Information supplied:
╔══

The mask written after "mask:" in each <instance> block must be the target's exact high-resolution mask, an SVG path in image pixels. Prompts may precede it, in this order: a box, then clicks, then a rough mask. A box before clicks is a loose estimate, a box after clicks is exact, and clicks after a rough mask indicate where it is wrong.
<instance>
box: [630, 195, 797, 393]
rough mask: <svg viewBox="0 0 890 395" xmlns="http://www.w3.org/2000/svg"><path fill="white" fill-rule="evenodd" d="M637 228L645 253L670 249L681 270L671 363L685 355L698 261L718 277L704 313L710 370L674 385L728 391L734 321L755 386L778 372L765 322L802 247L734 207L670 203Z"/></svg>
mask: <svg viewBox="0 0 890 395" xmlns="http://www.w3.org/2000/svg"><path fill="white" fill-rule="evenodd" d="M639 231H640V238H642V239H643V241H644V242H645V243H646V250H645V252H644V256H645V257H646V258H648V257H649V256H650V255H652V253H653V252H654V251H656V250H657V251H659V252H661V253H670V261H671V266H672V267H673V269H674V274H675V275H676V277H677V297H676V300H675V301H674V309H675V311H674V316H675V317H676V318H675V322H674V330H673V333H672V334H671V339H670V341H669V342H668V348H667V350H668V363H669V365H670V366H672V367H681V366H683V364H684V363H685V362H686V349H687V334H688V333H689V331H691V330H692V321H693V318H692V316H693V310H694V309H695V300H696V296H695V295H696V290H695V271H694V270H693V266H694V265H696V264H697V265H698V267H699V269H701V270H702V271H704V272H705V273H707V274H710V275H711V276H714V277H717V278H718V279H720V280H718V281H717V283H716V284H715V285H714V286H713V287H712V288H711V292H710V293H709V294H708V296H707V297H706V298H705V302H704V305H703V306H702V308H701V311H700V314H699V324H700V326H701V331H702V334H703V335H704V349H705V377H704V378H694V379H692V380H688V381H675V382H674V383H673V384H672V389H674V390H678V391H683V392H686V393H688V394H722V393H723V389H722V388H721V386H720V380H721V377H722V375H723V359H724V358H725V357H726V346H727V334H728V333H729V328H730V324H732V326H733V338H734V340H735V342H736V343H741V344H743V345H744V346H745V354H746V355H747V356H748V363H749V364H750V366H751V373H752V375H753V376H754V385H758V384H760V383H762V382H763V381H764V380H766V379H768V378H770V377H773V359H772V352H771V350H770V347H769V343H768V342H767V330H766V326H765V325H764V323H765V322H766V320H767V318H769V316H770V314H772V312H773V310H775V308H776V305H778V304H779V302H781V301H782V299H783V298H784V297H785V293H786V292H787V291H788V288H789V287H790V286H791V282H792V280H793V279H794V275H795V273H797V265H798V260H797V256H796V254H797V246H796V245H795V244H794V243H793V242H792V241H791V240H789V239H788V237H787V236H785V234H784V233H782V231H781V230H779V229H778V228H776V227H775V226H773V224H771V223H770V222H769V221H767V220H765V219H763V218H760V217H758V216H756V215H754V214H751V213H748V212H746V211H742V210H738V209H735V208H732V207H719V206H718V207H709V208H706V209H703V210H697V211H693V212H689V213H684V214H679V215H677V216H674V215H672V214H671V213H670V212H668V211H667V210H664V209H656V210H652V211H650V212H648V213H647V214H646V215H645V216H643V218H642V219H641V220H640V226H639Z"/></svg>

╚══
╔══

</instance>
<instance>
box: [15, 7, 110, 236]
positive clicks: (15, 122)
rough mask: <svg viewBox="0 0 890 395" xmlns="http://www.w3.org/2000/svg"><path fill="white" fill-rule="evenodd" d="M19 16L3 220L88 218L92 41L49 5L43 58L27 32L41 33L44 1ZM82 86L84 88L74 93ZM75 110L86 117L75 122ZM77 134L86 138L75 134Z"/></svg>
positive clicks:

╚══

Work required: Which lines of the listing above hold the word "instance"? Copy each of them.

The answer:
The mask written after "mask:" in each <instance> block must be the target's exact high-resolution mask, an SVG path in image pixels. Prompts may precede it, in this order: a box, then clicks, then a rough mask. A box before clicks is a loose estimate, a box after clicks is exact, and clicks after a rough mask indicate where it is wrong.
<instance>
</instance>
<instance>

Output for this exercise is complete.